Exercise directions.
Here are some entries; quote each one exactly.

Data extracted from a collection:
>> BEGIN

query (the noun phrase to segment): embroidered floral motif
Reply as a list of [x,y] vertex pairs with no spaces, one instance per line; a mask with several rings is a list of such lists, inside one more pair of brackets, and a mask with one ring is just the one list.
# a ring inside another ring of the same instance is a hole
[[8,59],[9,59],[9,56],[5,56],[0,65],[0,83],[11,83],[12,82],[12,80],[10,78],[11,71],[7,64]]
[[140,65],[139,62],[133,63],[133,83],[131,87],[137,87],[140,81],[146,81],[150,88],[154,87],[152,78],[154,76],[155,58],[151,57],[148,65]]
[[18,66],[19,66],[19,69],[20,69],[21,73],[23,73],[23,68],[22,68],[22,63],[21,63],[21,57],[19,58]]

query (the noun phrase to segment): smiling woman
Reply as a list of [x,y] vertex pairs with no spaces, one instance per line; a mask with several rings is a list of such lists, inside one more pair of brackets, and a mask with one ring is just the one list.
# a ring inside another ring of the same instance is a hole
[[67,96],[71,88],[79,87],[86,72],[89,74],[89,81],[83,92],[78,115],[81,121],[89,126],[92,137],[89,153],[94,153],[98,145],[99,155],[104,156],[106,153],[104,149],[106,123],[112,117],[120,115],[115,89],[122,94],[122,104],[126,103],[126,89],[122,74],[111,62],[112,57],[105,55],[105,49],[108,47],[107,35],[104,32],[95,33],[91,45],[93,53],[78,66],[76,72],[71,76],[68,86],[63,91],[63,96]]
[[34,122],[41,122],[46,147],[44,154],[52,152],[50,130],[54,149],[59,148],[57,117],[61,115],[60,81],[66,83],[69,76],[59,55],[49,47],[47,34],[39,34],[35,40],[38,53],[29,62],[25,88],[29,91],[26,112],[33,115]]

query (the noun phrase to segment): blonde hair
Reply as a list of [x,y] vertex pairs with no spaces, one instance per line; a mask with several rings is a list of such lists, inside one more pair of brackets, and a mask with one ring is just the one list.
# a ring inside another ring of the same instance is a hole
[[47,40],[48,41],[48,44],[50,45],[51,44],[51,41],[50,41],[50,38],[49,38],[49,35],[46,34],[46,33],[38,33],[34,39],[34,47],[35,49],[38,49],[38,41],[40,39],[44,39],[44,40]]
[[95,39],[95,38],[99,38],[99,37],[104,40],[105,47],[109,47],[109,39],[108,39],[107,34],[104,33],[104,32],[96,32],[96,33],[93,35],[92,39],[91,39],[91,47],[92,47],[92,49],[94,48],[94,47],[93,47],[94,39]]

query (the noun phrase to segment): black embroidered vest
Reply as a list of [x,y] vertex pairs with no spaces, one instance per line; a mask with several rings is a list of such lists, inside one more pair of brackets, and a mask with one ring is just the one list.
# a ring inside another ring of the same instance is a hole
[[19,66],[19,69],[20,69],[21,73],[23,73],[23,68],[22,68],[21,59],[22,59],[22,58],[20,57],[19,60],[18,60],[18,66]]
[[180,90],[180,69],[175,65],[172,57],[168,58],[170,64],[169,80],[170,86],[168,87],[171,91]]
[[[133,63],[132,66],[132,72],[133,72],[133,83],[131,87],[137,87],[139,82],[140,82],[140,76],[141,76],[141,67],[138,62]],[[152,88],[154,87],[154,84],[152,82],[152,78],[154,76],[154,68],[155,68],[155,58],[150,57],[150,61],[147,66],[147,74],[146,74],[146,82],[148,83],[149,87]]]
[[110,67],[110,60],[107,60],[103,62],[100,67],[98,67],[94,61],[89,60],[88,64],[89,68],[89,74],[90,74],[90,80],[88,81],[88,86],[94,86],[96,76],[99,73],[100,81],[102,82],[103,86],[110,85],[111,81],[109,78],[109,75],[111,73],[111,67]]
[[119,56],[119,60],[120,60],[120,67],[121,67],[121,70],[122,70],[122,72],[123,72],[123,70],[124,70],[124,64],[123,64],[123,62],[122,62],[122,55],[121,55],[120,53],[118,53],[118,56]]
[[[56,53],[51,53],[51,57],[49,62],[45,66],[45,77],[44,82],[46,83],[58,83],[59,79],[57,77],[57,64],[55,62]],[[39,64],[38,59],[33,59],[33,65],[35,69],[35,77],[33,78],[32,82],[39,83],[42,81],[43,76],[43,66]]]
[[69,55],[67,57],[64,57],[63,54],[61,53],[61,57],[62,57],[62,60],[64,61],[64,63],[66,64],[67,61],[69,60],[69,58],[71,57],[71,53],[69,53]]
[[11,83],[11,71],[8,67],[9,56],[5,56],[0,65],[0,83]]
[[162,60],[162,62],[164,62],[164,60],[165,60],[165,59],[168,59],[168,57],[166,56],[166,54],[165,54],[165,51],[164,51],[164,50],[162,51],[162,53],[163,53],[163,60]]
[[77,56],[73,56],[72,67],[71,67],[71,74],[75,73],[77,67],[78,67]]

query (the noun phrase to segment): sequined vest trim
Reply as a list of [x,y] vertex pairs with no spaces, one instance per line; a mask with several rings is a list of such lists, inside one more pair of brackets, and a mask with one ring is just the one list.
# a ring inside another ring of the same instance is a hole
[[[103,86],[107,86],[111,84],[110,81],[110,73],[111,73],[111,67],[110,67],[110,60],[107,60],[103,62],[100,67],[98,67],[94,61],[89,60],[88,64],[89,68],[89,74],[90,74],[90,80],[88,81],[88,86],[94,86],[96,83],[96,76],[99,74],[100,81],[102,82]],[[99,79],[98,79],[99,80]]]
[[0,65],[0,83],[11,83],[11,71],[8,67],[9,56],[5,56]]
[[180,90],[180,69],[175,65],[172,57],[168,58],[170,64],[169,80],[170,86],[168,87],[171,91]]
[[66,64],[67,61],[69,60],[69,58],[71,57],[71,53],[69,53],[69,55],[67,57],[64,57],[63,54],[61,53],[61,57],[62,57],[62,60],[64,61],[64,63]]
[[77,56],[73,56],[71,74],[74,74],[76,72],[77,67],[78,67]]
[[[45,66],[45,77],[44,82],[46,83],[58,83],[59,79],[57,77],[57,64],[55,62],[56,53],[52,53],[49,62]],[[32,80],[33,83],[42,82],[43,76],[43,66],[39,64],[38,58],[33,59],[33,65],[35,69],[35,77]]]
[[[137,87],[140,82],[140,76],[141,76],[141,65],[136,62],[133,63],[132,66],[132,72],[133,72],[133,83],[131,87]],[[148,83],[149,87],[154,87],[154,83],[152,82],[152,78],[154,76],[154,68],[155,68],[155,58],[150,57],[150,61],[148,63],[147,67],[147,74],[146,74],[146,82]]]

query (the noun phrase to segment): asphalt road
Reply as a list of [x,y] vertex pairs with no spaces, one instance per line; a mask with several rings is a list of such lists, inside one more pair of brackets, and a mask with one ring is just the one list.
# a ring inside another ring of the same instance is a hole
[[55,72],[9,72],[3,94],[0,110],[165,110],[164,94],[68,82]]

>> END

The completed task.
query (the noun phrase to segment): embroidered floral motif
Reply as a list of [x,y] vertex pairs with no spaces, one instance per line; a mask with several rings is a list of such lists, inside one more pair of brackets, and a mask with one ring is just the one list.
# a ring inside another ring of the same instance is a hole
[[8,59],[9,59],[9,56],[5,56],[0,65],[0,83],[11,83],[12,82],[12,80],[10,78],[11,71],[7,64]]
[[140,65],[139,62],[133,63],[133,83],[131,87],[137,87],[140,81],[146,81],[150,88],[154,87],[152,78],[154,76],[155,58],[151,57],[148,65]]
[[18,66],[19,66],[19,69],[20,69],[21,73],[23,73],[23,68],[22,68],[22,63],[21,63],[21,57],[19,58]]

query (the noun phrase to segment): smiling woman
Reply as a list of [x,y] vertex pairs with no spaces, one instance per line; a mask with several rings is a list of such lists, inside one more pair of brackets, and a mask with one ring is just the one list.
# a ring inside another ring of the same instance is a hole
[[67,96],[71,88],[79,87],[86,72],[89,74],[89,81],[83,92],[78,115],[81,121],[89,126],[92,137],[89,153],[94,153],[98,145],[99,155],[104,156],[106,153],[104,149],[106,123],[112,117],[120,115],[115,89],[122,94],[122,104],[126,103],[126,89],[122,74],[111,62],[112,57],[105,55],[105,49],[108,47],[107,35],[104,32],[95,33],[91,45],[93,53],[78,66],[76,72],[71,76],[68,86],[63,91],[63,96]]
[[34,122],[41,122],[46,147],[44,154],[52,152],[50,130],[54,149],[59,148],[57,117],[61,115],[60,81],[66,83],[69,76],[59,55],[49,47],[47,34],[39,34],[35,40],[38,53],[29,62],[25,88],[29,91],[26,112],[33,115]]

query (the noun phrase to segment): blonde hair
Reply as a list of [x,y] vertex pairs with no spaces, one instance per line; a mask with several rings is a list of such lists, inside one more pair of brackets, and a mask with one ring is just the one list.
# a ring inside another ring of the same instance is a hole
[[47,40],[48,41],[48,44],[50,45],[51,44],[51,41],[50,41],[50,38],[49,38],[49,35],[46,34],[46,33],[38,33],[34,39],[34,47],[35,49],[38,49],[38,41],[40,39],[44,39],[44,40]]
[[95,39],[95,38],[99,38],[99,37],[104,40],[105,47],[109,47],[109,39],[108,39],[107,34],[104,33],[104,32],[96,32],[96,33],[93,35],[92,39],[91,39],[91,47],[92,47],[92,49],[94,48],[94,47],[93,47],[94,39]]

query (the noun phrase to segment): black embroidered vest
Reply as a list of [x,y] vertex pairs with no spaces, one instance per line; a mask with several rings is a list of such lists, inside one more pair of brackets, and a mask with one ring is just the one list.
# a ring inside another ring of the same instance is a hole
[[19,66],[19,69],[20,69],[21,73],[23,73],[23,68],[22,68],[21,59],[22,59],[22,58],[20,57],[19,60],[18,60],[18,66]]
[[180,90],[180,69],[175,65],[172,57],[168,58],[170,64],[169,80],[170,86],[168,87],[171,91]]
[[[133,63],[132,66],[132,72],[133,72],[133,83],[131,87],[137,87],[139,82],[140,82],[140,76],[141,76],[141,67],[138,62]],[[152,88],[154,87],[154,84],[152,82],[152,78],[154,76],[154,68],[155,68],[155,58],[150,57],[150,61],[147,66],[147,74],[146,74],[146,82],[148,83],[149,87]]]
[[110,67],[110,60],[107,60],[103,62],[100,67],[98,67],[94,61],[89,60],[88,64],[89,68],[89,74],[90,74],[90,80],[88,81],[88,86],[94,86],[96,76],[99,73],[100,81],[102,82],[103,86],[110,85],[111,81],[109,78],[109,75],[111,73],[111,67]]
[[119,56],[119,60],[120,60],[120,67],[121,67],[121,70],[122,70],[122,72],[123,72],[123,70],[124,70],[124,64],[123,64],[123,62],[122,62],[122,55],[121,55],[120,53],[118,53],[118,56]]
[[[56,53],[51,53],[51,57],[49,62],[45,66],[45,77],[44,82],[46,83],[58,83],[59,79],[57,77],[57,64],[55,62]],[[39,64],[38,59],[33,59],[33,65],[35,69],[35,77],[33,78],[32,82],[39,83],[42,81],[43,76],[43,66]]]
[[69,55],[67,57],[64,57],[63,54],[61,53],[61,57],[62,57],[62,60],[64,61],[64,63],[66,64],[67,61],[69,60],[69,58],[71,57],[71,53],[69,53]]
[[11,83],[11,71],[8,67],[9,56],[5,56],[0,65],[0,83]]
[[162,60],[162,62],[164,62],[164,60],[165,60],[165,59],[168,59],[168,57],[166,56],[166,54],[165,54],[165,51],[164,51],[164,50],[162,51],[162,53],[163,53],[163,60]]
[[77,56],[73,56],[72,67],[71,67],[71,74],[75,73],[77,67],[78,67]]

query (the noun phrase to segment): sequined vest trim
Reply as a list of [x,y] vertex pairs with no spaces, one instance per line; a mask with several rings is a list of such lists, inside one more pair of brackets, and a mask with one ring is just the one list.
# a ring inside another ring of the same instance is a hole
[[[103,86],[107,86],[111,84],[110,81],[110,73],[111,73],[111,67],[110,67],[110,60],[107,60],[103,62],[100,67],[98,67],[94,61],[89,60],[88,64],[89,68],[89,74],[90,74],[90,80],[88,81],[88,86],[94,86],[96,83],[96,76],[99,74],[100,81],[102,82]],[[99,79],[98,79],[99,80]]]
[[0,65],[0,83],[11,83],[11,71],[8,67],[9,56],[5,56]]
[[180,90],[180,69],[175,65],[172,57],[168,58],[170,64],[169,80],[170,86],[168,87],[171,91]]
[[66,64],[67,61],[69,60],[69,58],[71,57],[71,53],[69,53],[69,55],[67,57],[64,57],[63,54],[61,53],[61,57],[62,57],[62,60],[64,61],[64,63]]
[[77,56],[73,56],[71,74],[74,74],[76,72],[77,67],[78,67]]
[[[45,66],[45,77],[44,82],[46,83],[58,83],[59,79],[57,77],[57,64],[55,62],[56,53],[52,53],[49,62]],[[32,80],[33,83],[42,82],[43,76],[43,66],[39,64],[38,58],[33,59],[33,65],[35,69],[35,77]]]
[[[137,87],[140,82],[140,76],[141,76],[141,65],[136,62],[133,63],[132,66],[132,72],[133,72],[133,83],[131,87]],[[148,83],[149,87],[154,87],[154,83],[152,82],[152,78],[154,76],[154,68],[155,68],[155,58],[150,57],[150,61],[148,63],[147,67],[147,74],[146,74],[146,82]]]

query (the noun phrase to segment): asphalt road
Reply as a list of [x,y] vertex pairs with no spaces, one instance per line; a mask with several rings is a list of such lists, inside one more pair of brackets, and a mask with one ring is just the one list.
# a ring inside another ring of the same instance is a hole
[[55,72],[9,72],[3,94],[0,110],[165,110],[164,94],[68,82]]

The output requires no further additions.